В одном из писем к Бахраху Марина Цветаева дает следующую характеристику И.Эренбургу: "Люди его породы, с отточенной — и отчасти порочной мыслью, очень элементарны в чувствах. У них мысль и чувство, слово и дело, идеология и природный строй — сплошь разные и сплошь враждебные миры" . Эти слова применимы и к самой поэтессе.

Если мы обратимся к ее эпистолярным романам с Бахрахом, Рильке, Пастернаком и другими, то создается впечатление, что сам уровень и границы отношений, устанавливаемых Цветаевой ("Я говорю с духом", "не внести быта" и т.д.), заранее обрекают "любовь" "небожителей" на неуспех. Перед нами игра, спектакль, где режиссер, сценарист, главный герой-актер выступают в одном лице.

Можно говорить и об определенных правилах игры, "любви" по-цветаевски. Сначала всегда следует наплыв высоких слов: "Вы были первым — за годы, кажется, — кто меня в упор (в пространстве) окликнул. О, я сразу расслышала, э то был зов в ту жизнь: в любовь, в жар рук, в ту жизнь, от которой отрешилась" (Здесь, мягко говоря, всё преувеличение: и в отношении "первого", и в отношении "отрешилась"). Далее идет искусственное нагнетание страстей: "Я приняла Вас не как такого-то с именем и отчеством, а как вестника жизни, которая ведет в смерть... Хватит ли у Вас силы долюбить меня до конца, т.е. в час, когда я скажу: "мне надо умереть" из всей чистоты вашего десятилетия сказать: "Да" .

ЗАПИСИ ДАННЫХ.
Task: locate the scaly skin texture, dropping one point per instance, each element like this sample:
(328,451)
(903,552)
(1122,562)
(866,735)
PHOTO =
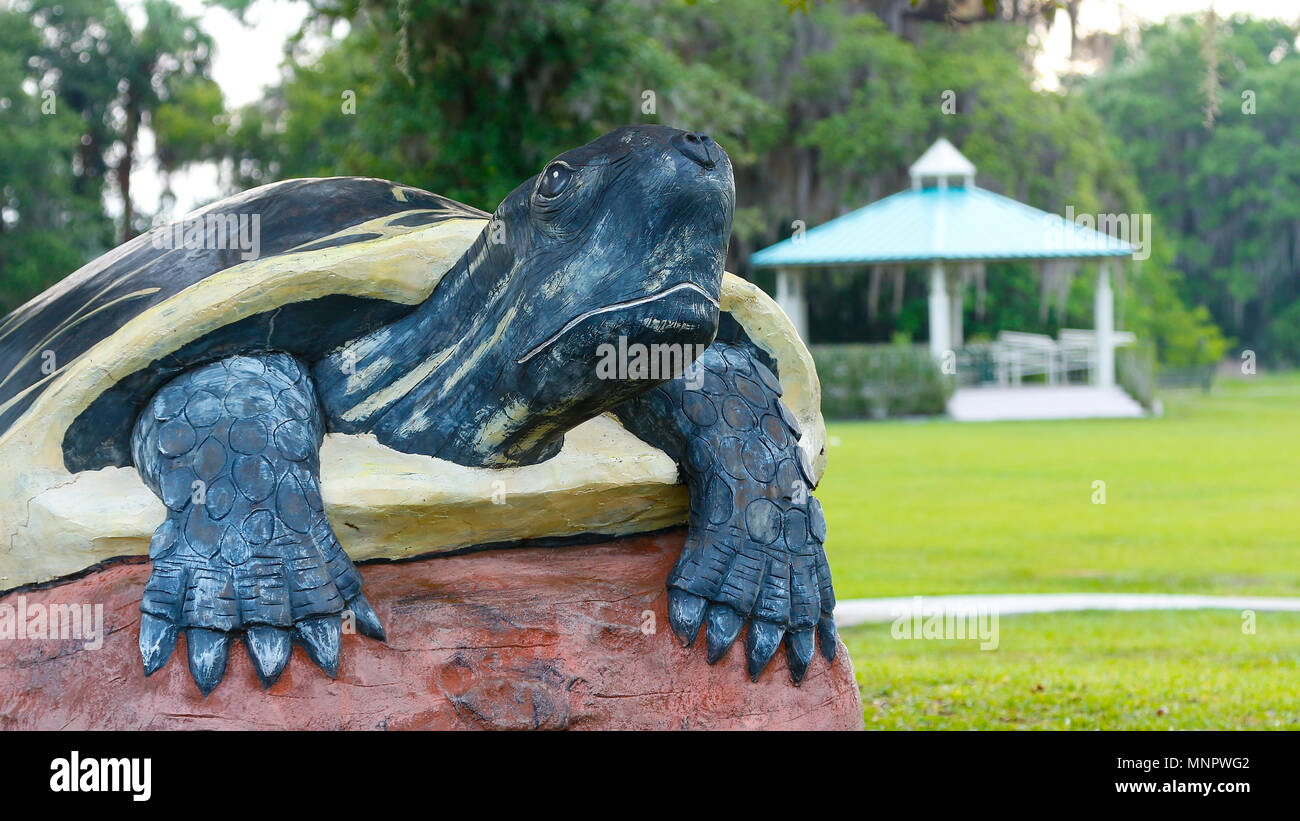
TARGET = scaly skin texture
(754,551)
(232,448)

ОПИСАНИЕ ЗАДАНИЯ.
Кто, согласно показанному тексту, выступает в одном лице в игре-спектакле, которую устраивает Цветаева? Записи здесь никак не используются.

РЕШЕНИЕ.
Режиссер, сценарист и главный герой-актер.